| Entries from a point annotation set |
:::::

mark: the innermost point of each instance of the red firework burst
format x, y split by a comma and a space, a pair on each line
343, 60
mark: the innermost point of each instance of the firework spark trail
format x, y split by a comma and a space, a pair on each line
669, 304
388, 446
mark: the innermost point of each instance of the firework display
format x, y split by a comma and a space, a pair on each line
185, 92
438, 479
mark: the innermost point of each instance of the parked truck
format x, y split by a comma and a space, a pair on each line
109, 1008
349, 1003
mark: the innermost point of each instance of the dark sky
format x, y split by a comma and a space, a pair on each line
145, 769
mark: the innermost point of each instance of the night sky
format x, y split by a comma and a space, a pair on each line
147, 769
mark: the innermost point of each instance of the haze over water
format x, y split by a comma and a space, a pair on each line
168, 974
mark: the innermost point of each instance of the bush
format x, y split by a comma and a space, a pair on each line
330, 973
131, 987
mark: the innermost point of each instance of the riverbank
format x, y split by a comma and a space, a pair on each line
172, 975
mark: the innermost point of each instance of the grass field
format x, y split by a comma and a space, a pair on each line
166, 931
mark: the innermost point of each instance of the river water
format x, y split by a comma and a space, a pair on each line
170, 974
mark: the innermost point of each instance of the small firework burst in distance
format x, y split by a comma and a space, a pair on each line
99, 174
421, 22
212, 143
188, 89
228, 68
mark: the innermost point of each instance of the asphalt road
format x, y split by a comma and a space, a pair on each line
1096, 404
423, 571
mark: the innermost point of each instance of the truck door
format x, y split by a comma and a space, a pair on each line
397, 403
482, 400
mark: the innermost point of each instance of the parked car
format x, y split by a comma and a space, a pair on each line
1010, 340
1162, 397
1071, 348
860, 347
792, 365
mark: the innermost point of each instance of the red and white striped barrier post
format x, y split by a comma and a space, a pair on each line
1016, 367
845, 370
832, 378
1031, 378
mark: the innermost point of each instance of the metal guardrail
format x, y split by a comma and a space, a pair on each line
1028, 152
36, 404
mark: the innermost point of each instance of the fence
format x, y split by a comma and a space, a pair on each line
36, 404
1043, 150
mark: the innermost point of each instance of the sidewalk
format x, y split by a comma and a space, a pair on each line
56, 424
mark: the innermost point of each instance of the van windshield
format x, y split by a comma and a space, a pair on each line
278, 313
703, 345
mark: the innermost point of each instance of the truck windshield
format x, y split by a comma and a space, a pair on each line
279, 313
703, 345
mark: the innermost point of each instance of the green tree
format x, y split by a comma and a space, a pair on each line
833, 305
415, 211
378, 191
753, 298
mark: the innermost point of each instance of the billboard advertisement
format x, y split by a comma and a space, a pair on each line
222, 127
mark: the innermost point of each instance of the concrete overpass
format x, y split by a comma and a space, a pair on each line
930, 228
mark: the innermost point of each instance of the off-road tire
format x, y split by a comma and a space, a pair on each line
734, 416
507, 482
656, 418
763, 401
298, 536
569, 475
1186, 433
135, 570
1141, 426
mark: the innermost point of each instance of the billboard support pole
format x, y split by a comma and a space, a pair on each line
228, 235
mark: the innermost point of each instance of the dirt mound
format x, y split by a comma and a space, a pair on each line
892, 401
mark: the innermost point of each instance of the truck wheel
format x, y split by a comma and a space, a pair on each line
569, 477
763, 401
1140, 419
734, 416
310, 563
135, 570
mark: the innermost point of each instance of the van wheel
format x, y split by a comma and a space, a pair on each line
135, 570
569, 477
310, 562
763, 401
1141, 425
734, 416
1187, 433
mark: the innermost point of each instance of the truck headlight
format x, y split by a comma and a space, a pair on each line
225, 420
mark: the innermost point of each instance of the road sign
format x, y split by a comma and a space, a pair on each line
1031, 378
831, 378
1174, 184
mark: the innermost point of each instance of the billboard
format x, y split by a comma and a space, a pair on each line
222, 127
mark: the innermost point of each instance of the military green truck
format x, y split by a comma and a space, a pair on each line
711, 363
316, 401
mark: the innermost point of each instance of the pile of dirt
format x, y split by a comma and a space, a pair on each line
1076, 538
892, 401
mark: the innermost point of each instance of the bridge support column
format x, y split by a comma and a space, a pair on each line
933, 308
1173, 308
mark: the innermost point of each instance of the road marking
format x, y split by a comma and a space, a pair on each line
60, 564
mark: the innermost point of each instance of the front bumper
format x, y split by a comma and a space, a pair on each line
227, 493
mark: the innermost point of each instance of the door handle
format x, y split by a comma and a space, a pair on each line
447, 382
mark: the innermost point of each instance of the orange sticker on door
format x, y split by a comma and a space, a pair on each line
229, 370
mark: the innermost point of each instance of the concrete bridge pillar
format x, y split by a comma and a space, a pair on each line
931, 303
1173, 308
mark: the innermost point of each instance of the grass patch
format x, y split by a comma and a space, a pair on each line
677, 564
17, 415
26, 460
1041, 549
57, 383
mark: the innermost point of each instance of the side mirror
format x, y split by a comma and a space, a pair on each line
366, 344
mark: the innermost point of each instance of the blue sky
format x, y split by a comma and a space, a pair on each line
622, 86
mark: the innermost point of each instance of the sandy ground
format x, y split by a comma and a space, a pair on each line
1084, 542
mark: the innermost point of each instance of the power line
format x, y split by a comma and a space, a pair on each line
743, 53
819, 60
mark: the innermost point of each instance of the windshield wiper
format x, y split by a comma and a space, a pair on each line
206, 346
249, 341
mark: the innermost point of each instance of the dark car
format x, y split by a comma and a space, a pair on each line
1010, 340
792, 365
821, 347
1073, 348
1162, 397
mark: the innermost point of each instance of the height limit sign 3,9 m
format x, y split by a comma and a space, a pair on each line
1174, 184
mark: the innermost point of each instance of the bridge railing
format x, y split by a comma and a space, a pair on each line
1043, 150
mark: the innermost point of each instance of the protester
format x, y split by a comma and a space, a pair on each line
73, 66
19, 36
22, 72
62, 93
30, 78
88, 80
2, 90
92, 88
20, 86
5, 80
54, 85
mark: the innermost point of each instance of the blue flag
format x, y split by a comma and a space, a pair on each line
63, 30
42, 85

:::::

| Work required |
From the preceding material, extract every line exactly.

| Expected output |
mark: the innermost point of each instance of the red firework burst
format x, y split by a comma and a space, a pair on each line
343, 60
mark: the innermost point of each instance of the firework spark trail
format x, y split by a comma and a space, a pair on each line
669, 304
388, 446
mark: the innermost point of each instance of the firework display
format x, y split by a comma and a space, a pair on each line
185, 92
438, 479
mark: the innermost point of each instance of the parked truck
format x, y split by a comma and a space, a pair on each line
109, 1008
349, 1003
mark: the innermost point of each instance of the dark sky
format x, y split by a comma and a space, a pair on each line
145, 769
mark: the innermost point of each instance of the night sky
format x, y split by a comma and a space, a pair on each line
147, 769
mark: the innermost point of each instance of the haze over water
format x, y split by a comma and a space, a pair on each line
168, 974
mark: the innermost point of each instance of the bush
format x, y split by a comma and a space, a pair on each line
330, 973
131, 987
mark: the innermost point of each instance of the riverbank
format x, y split by a comma and a space, a pair on each line
172, 975
mark: the innermost point of each instance of the grass field
format x, y split by a comma and a space, a pair on each line
166, 931
mark: the innermost point of each instance of the river water
format x, y split by a comma and a space, a pair on each line
170, 974
mark: the innermost point of each instance of the small firework burst in distance
format x, y split by a comma and a space, a pair on each line
99, 174
421, 22
212, 143
188, 89
228, 68
mark: the innermost point of each instance of the asphalt road
format x, y split by a comma and a space, a pair on each line
1096, 404
423, 571
mark: the innermost point of each instance of the truck door
format x, y split by a comma and a space, a pair on each line
397, 403
482, 400
mark: the innermost point of each instance of the parked car
format x, y split by a comma and a space, a pair on each line
1010, 340
1162, 397
1071, 348
860, 347
792, 365
mark: the innermost point of each instance of the red and white striped barrier post
format x, y split by a comma and a space, a pair on each line
1016, 367
845, 370
832, 378
1031, 378
mark: the innermost point of each instance of the metal guardrail
format x, y split by a comma and a space, a pair on each line
1028, 152
36, 404
mark: the innermost point of each instance of the fence
format x, y split by a comma and a space, a pair on each line
36, 404
1043, 150
mark: the innermost point of each instance of the sidewalk
format x, y split by a comma and a space, a pair on each line
56, 424
mark: the innermost point of each instance of the van windshield
format x, y split by a comma and a space, a pair on each line
278, 313
703, 345
mark: the innermost point of each instance of the truck windshield
format x, y split by a comma and a space, a pair on each line
279, 313
703, 345
mark: the innermost point of each instance of the green tree
format x, y split by a comma and a space, a pair on each line
833, 305
415, 211
378, 191
753, 298
mark: the innermost point of each instance of the billboard advertisement
format x, y split by a comma and a space, a pair on each line
222, 127
mark: the innermost point of each instance of the concrete overpass
format x, y split by a comma and a space, a pair on each line
930, 228
mark: the innermost point of each instance of the off-road tire
format x, y split by a comma and a space, a pair on each line
734, 416
507, 482
656, 418
763, 401
298, 536
569, 475
1186, 433
135, 570
1141, 426
mark: the innermost point of each instance of the billboard support pole
format x, y split by a comma and a space, a pair on each line
228, 235
mark: the innermost point of each instance of the dirt mound
format x, y split by a comma and a space, a pair on each line
892, 401
mark: the innermost point of each instance of the truck wheel
format x, y split by a comma and a space, a pair on each line
569, 477
763, 401
1140, 419
734, 416
310, 563
135, 570
mark: the innermost point of each instance of the van wheel
format x, y split by a comma and a space, a pair on each line
135, 570
569, 477
310, 562
763, 401
1141, 425
734, 416
1187, 433
mark: the innermost point of each instance of the truck headlight
format x, y split by a comma and a space, a pair on each line
225, 420
mark: the innermost point of each instance of the road sign
format x, y split by a comma and a space, a pair on each line
1031, 378
831, 378
1174, 184
mark: the innermost point of each instance of the billboard
format x, y split by a comma and a space, a pair on each line
222, 127
mark: the innermost point of each instance of the military green truck
format x, y split by a comma and a space, a pair on each line
711, 363
316, 401
mark: the innermost point of each instance of the pile of dirt
format x, y split by a comma and a space, a pair on each line
1076, 538
892, 401
mark: the innermost point of each instance of the bridge support column
format x, y split by a comma and a space, a pair on each line
933, 308
1173, 308
mark: the innermost point of each instance of the road marking
format x, y split by a comma and a space, a pair on each line
60, 564
mark: the innermost point of each instance of the front bumper
format x, y split by a comma and a space, a pair on each line
227, 493
mark: the innermost point of each instance of the door handle
format x, y split by a comma and a space, a pair on each line
447, 382
mark: the innermost point of each instance of the orange sticker on door
format x, y split by a comma and a space, a pair on each line
229, 370
mark: the innermost point of each instance of the concrete bridge pillar
format x, y split by a comma and a space, a pair on each line
931, 303
1173, 308
mark: the innermost point of each instance of the grass patch
format x, y split by a comma and a space, a pair on each line
677, 564
17, 415
26, 460
1041, 549
57, 383
mark: the innermost point of each instance of the side mirror
format x, y split by a comma and a space, a pair on each line
366, 344
mark: the innermost point of each instance of the blue sky
format x, y split by a comma and a space, a pair on each line
622, 86
mark: the innermost point of each instance of the sandy ground
format x, y split by a comma and a space, a pair on each line
1084, 542
mark: the innermost point of each instance of the power line
format x, y split by a comma and a space, a pair on each line
743, 53
819, 60
mark: the innermost point of each instance of the windshield wiper
format x, y split by a comma and a space, a pair on each line
206, 346
249, 341
mark: the innermost point of each instance of the dark car
format x, y split by a comma and a space, a pair on each line
1010, 340
792, 365
821, 347
1073, 348
1162, 397
mark: the innermost point of each instance of the height limit sign 3,9 m
format x, y split by a comma and a space, a pair on each line
1174, 184
mark: the innermost point of each instance of the bridge railing
format x, y split by a comma and a space, a pair on each line
1043, 150
mark: the innermost point of each instance of the protester
format x, y split by a comma and a space, a pair on each line
73, 66
19, 36
22, 72
62, 93
30, 78
88, 80
2, 90
92, 88
20, 86
5, 80
54, 85
mark: the innermost point of each instance of the blue flag
format x, y split by a comma and a space, a pair on each line
63, 30
42, 85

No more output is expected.